─── INPUT RECORDS ───

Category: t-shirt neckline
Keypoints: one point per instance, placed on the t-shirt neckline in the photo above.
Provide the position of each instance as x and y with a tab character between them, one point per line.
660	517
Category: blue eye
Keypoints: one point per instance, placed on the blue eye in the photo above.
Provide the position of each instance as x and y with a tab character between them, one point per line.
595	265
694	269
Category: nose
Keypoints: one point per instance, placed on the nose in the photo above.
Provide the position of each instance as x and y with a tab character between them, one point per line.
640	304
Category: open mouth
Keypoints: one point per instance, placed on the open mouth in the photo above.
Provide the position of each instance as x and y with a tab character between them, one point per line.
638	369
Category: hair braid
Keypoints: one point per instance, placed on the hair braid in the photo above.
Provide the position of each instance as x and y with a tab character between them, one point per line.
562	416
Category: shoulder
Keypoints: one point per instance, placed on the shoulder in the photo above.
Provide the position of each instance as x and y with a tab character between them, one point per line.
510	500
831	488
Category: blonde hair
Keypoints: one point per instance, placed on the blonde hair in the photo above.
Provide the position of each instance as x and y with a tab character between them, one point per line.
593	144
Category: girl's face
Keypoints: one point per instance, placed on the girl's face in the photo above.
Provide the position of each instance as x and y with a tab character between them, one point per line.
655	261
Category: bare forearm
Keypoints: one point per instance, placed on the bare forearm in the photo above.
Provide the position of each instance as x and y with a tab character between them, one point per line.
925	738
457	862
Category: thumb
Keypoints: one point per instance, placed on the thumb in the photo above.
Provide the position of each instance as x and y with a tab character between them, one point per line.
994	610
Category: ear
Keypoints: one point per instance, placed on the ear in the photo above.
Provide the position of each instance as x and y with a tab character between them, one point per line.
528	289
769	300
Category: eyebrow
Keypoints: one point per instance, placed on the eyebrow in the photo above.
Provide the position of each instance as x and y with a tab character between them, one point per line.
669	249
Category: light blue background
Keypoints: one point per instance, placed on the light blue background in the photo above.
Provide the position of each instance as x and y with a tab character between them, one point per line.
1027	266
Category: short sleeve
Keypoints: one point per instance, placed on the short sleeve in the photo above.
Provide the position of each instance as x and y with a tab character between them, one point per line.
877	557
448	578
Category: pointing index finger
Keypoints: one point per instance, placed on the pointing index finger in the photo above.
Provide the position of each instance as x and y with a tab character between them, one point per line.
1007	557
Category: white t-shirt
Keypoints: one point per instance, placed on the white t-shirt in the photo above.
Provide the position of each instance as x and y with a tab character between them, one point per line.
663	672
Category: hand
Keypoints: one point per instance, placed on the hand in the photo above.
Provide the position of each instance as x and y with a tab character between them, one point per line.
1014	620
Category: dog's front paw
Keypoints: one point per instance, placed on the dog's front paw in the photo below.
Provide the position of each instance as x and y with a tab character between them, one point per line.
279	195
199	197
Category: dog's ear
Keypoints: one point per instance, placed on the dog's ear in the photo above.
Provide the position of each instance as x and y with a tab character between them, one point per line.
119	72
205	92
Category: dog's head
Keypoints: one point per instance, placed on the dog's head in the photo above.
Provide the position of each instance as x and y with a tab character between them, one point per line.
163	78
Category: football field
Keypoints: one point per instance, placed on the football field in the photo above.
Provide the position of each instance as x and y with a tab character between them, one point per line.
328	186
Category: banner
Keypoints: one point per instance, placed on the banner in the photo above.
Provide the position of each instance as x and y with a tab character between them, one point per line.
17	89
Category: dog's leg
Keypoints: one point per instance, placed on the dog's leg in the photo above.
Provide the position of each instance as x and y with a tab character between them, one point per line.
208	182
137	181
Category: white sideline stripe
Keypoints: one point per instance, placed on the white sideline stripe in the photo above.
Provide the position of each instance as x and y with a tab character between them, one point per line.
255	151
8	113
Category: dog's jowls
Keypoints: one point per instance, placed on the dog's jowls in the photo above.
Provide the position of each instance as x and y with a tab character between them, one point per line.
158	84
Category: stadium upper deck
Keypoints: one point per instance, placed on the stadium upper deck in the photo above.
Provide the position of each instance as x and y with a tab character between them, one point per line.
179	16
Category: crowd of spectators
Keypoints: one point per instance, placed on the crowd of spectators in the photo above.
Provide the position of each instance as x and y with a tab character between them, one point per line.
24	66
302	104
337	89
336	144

───

▶ **WHAT IS EXPECTED**
Pick out and copy the lines of the entries that hold the string "upper".

▶ **ANSWER TO THIS PROBLEM**
Category: stadium upper deck
Keypoints: one point per instance, placed on the stadium upper deck in the photo above.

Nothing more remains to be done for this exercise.